As the World Food Programme ramps up its food assistance projects in Arab countries like Syria and Yemen, its Executive Director, Ertharin Cousin today visited the agency’s facilities at Dubai’s International Humanitarian City (IHC), the largest humanitarian logistics hub worldwide. With more than 40,000 sqm of space offered by IHC, WFP is the largest user of the Dubai-based logistics center for UN agencies, the Red Crescent and Red Cross and other major NGOs that provide aid in both emergencies and for development to help the poor in less developed countries. WFP maintains a staff there of more than 100 handling both food assistance and emergency communications for which WFP has the lead in the UN system.
WFP first started operating in Dubai in 2005 as a result of a $10 million grant from HH Sheikh Mohammed Bin Rashid Al Maktoum, Vice-President and Prime Minister of the UAE and Ruler of Dubai, and other private Dubai corporate sources. Chaired by UN Messenger of Peace HRH Princess Haya Bint Al Hussein, wife of HH Sheikh Mohammed, the IHC now has nine UN agencies and more than 40 NGOs and commercial companies as members with over 300 staff in Jebel Ali, which is strategically located between the new Al Maktoum International Airport and Jebel Ali Port. Members maintain stocks of food, water purifiers, tents, communications equipment and medicines critical for aid operations. In addition, its facilities include a training and conference center and operational offices for both UN and NGO members. The IHC also houses temporary offices for UN members when staff are evacuated during armed conflicts. Aid is shipped primarily to eastern and southern Africa and Asia, though it has been shipped as far away as Haiti after the major earthquake there in 2010.

* Provided records
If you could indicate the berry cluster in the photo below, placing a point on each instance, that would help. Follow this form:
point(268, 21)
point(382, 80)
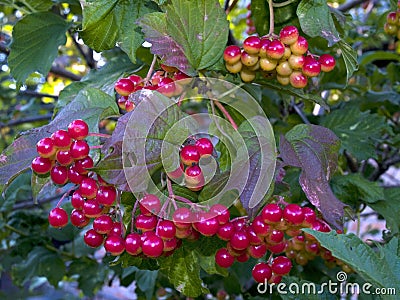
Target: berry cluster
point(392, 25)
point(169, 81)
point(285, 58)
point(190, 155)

--

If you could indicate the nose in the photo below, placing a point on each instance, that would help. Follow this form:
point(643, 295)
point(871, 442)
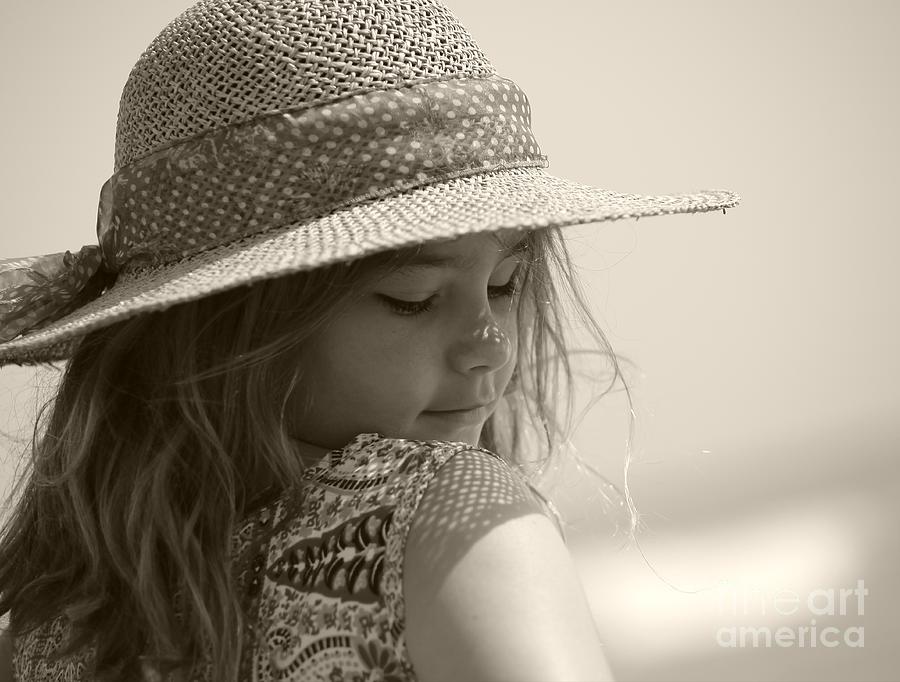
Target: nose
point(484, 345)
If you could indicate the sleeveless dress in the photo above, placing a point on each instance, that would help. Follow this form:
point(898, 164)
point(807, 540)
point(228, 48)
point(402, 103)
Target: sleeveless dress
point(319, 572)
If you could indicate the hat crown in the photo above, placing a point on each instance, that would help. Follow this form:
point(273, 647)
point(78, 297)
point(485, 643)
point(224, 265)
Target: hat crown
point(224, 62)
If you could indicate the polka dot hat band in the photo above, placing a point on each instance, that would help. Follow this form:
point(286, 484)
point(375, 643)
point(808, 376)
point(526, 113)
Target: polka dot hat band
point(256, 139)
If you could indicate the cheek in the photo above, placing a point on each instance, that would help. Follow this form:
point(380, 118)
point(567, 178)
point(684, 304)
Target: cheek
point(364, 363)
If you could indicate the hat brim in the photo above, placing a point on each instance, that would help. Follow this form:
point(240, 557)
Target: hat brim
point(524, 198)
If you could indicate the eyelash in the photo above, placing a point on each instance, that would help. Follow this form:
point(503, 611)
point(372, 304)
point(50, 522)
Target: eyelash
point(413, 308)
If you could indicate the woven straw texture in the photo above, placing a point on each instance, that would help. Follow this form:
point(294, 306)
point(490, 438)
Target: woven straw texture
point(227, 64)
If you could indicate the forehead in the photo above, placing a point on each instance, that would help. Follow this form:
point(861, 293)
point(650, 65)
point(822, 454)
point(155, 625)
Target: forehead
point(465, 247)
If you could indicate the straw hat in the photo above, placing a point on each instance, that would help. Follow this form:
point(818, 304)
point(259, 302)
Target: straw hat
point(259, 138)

* Required work
**A)** In the passage on WFP's Dubai hub, how much space does IHC offer WFP?
**B)** Repeat word for word the part of the passage on WFP's Dubai hub starting at "As the World" and ending at "the UN system.".

* Exercise results
**A)** More than 40,000 sqm.

**B)**
As the World Food Programme ramps up its food assistance projects in Arab countries like Syria and Yemen, its Executive Director, Ertharin Cousin today visited the agency’s facilities at Dubai’s International Humanitarian City (IHC), the largest humanitarian logistics hub worldwide. With more than 40,000 sqm of space offered by IHC, WFP is the largest user of the Dubai-based logistics center for UN agencies, the Red Crescent and Red Cross and other major NGOs that provide aid in both emergencies and for development to help the poor in less developed countries. WFP maintains a staff there of more than 100 handling both food assistance and emergency communications for which WFP has the lead in the UN system.